▶ [RECORD EXTRACTS]
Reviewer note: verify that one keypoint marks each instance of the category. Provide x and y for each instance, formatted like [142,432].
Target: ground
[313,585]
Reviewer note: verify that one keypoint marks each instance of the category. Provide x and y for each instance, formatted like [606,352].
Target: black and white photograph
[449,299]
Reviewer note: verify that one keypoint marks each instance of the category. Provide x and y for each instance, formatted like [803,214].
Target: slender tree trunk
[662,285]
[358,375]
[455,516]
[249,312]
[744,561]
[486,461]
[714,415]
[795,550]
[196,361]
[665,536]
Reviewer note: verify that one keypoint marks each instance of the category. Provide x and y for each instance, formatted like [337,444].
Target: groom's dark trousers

▶ [THE TASK]
Each entry in the listing is to be copied exactly.

▶ [OUTPUT]
Reviewer note: verify that one keypoint marks each instance of the category. Provide x and y for each instance, formatted like [142,432].
Target: ground
[313,585]
Reviewer note: verify that one keypoint marks each instance of the category. Provide x and y for each instance, formatted like [606,352].
Target: black and white photograph
[449,299]
Reviewer note: verify that one keypoint marks each instance of the category. Provide x and y for each instance, formatted like [803,214].
Target: slender tree trunk
[662,285]
[358,375]
[455,516]
[249,312]
[744,561]
[486,461]
[714,415]
[795,550]
[196,361]
[665,536]
Reviewer note: verify that one keypoint marks each instance of the category. Provide x and y for each instance, formatted like [337,444].
Target: groom's dark trousers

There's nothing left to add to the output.